Provided data —
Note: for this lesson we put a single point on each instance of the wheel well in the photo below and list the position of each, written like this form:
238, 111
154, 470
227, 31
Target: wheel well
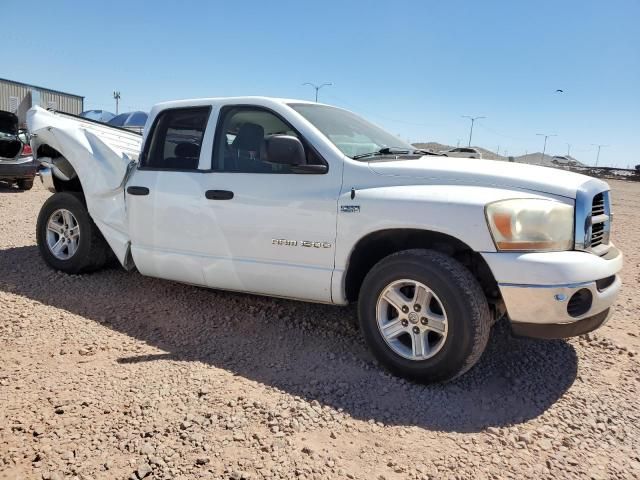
71, 185
375, 246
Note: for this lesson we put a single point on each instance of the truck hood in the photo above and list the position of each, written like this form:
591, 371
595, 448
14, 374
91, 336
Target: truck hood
486, 173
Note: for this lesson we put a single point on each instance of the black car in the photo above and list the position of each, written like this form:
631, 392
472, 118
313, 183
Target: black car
16, 160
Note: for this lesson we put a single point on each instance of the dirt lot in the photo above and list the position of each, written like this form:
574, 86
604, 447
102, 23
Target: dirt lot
114, 375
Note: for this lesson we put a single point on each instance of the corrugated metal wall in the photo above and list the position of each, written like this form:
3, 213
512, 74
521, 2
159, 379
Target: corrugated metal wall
28, 96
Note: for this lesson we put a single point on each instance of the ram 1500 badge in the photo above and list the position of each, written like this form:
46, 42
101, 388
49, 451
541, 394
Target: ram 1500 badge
226, 192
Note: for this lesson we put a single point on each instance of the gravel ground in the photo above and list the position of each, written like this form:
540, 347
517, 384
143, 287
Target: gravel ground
114, 375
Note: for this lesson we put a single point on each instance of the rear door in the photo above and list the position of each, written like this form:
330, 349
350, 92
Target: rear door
165, 198
10, 145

Requirements — Reproduce all of the data above character for character, from the first note through the final line, and leave the picture out of your copy.

Completed exercise —
Note: for this lesson we put a single point on each instance of the wheel well in the photo below and list the position of each, written like this form:
238, 111
154, 470
227, 31
Target: wheel well
71, 185
375, 246
Note: for this lesson we put a single point on each instance of the truck hood in the photo above and list the position of each, written like this form:
591, 371
595, 448
14, 374
91, 336
Target: truck hood
486, 173
Note: for this lesson we put a single point on each instance of the black car in the photo above and list the position of each, written like this form:
631, 392
472, 118
313, 183
Target: black car
16, 160
Note: for this lesson we put a single point on each instance of the dirt lot in the photo above and list the position of each, written like this form:
574, 86
604, 447
102, 23
Target: dirt lot
114, 375
Note: for this lesson we put a single point on each instance of the corrugated metal wall in the photo above and list the position of each, written like this form:
3, 213
512, 74
521, 2
159, 379
Target: corrugated metal wall
28, 96
Note: for this lesson we put a single point on each instance of the ram 1500 badge in the photo above and list the position of each, written like this form:
46, 42
101, 388
49, 451
541, 394
Target: ram 1500 badge
226, 192
Note: for this lesson we put a single point on each instance of the gravel ground in the photo above and list the position of each, written like this form:
540, 347
517, 384
143, 287
Target: gravel ground
114, 375
Note: for this lesson we put a single point on each instance of the rear door in the photo above and list the position of each, written like this form:
330, 349
350, 92
Target: rear door
165, 198
10, 145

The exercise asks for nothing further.